■ Verilen Metin:

····················

İnsanlık tarihinin en eski edebiyat örneklerinden biri, en eski destanı, “Gılgamış”. Yüzyıllar boyu sözlü olarak anlatıldı, daha sonra çivi yazısı ile kil tabletlere aktarıldı. En eski parçaları M.Ö. 3. bin yıla kadar uzanıyor. Destana konu olan Gılgamış M.Ö 3000’de Mezopotamya’nın güneyinde bulunan Uruk’ta hüküm sürmüş beşinci kral. Destanda yarı insan yarı tanrıdır, yenilmez bir savaşçıdır ve ölümsüzlüğün peşindedir.
Yıllar yılı pek çok edebiyat eserine ilham olan, perdeye ve sahneye aktarılan “Gılgamış”ın son derece sıradışı bir yorumuyla tanışacak İstanbullu tiyatro seyircisi, bu ay. Mesut Arslan ismini tiyatro takipçileri iyi biliyor. Yirmi yıldan fazladır Belçika’da tiyatro yapan, klasik tiyatro anlatımının kalıplarını kıran işlere imza atan bir yönetmen. Belçika’da perde açan ve büyük ilgi gören oyunlarını br süre sonra Türkiye’ye taşıdığına, Türkiyeli oyuncularla yeniden sahnelediğine daha önce de tanık olduk. Son olarak 2018 senesinde “Gece Sempozyumu” ile İstanbul Tiyatro Festivali’ne konuk olmuş ve seyirciye ezberleri alt üst eden bir seyir deneyimi yaşatmıştı.
Bu kez bambaşka bir “Gılgamış” ile geliyor şehre. Konsepti kendisine, metni arkeolog Mesut Alp’e ait oyun, 2022 Nisan’ında Belçika Kraliyet Tiyatrosu’nda Flamanca olarak perde açtı. Dünyanın bu ilk destanında serüvenleri anlatılan iki erkeği; Gılgamış ile Enkidu’yu iki kadın olarak ele alan bir “Gılgamış”tı bu.
Bu sene de oyunu Türkçe olarak sahnelemeye karar verdi Mesut Arslan. Flamanca versiyonun oyuncularından Layla Önlen’in karşısında bu kez Arslan’ın “Gece Sempozyumu” ve “Ve Veya Ya Da”da birlikte çalıştığı usta oyuncu Derya Alabora var. İlk kez ekimde destanın doğduğu topraklarda, Bağdat Tiyatro Festivali’nde perde açtılar. Şimdi sıra 1 Kasım’da Zorlu PSM’de İstanbullu seyirciyle buluşmakta.

····················

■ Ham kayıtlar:

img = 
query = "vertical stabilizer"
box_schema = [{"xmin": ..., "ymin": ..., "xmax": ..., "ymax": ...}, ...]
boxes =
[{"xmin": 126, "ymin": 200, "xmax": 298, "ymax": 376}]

····················

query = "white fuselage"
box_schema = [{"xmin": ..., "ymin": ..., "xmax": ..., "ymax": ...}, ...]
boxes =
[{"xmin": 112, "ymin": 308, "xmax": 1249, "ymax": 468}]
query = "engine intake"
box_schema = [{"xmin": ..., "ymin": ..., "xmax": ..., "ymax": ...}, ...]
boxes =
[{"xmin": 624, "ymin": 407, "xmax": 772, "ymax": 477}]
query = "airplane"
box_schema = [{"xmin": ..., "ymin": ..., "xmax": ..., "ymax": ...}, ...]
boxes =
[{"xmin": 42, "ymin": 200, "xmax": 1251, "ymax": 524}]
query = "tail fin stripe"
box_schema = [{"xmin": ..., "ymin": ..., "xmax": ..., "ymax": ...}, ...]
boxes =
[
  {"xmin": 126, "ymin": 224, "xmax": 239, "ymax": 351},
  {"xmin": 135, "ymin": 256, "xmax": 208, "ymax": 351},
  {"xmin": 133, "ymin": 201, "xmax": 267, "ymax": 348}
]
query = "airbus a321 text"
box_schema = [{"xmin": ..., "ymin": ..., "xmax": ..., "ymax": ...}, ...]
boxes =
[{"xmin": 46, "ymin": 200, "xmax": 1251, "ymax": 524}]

····················

■ Alıştırma 1: Gılgamış oyunu hakkındaki metinden, “Yıllar yılı pek” sözcüklerini içeren yerle açılıp “seyir deneyimi yaşatmıştı.” sözcükleriyle kapanan bölümü hiçbir değişiklik yapmadan yeniden yazınız.
■ Alıştırma 2: Kayıtlarda “query” dizesini içeren satırların sayısını belirtiniz; yalnızca sayıyı yazınız.

■ Tam Cevap 1:
Yıllar yılı pek çok edebiyat eserine ilham olan, perdeye ve sahneye aktarılan “Gılgamış”ın son derece sıradışı bir yorumuyla tanışacak İstanbullu tiyatro seyircisi, bu ay. Mesut Arslan ismini tiyatro takipçileri iyi biliyor. Yirmi yıldan fazladır Belçika’da tiyatro yapan, klasik tiyatro anlatımının kalıplarını kıran işlere imza atan bir yönetmen. Belçika’da perde açan ve büyük ilgi gören oyunlarını br süre sonra Türkiye’ye taşıdığına, Türkiyeli oyuncularla yeniden sahnelediğine daha önce de tanık olduk. Son olarak 2018 senesinde “Gece Sempozyumu” ile İstanbul Tiyatro Festivali’ne konuk olmuş ve seyirciye ezberleri alt üst eden bir seyir deneyimi yaşatmıştı.

■ Tam Cevap 2: 6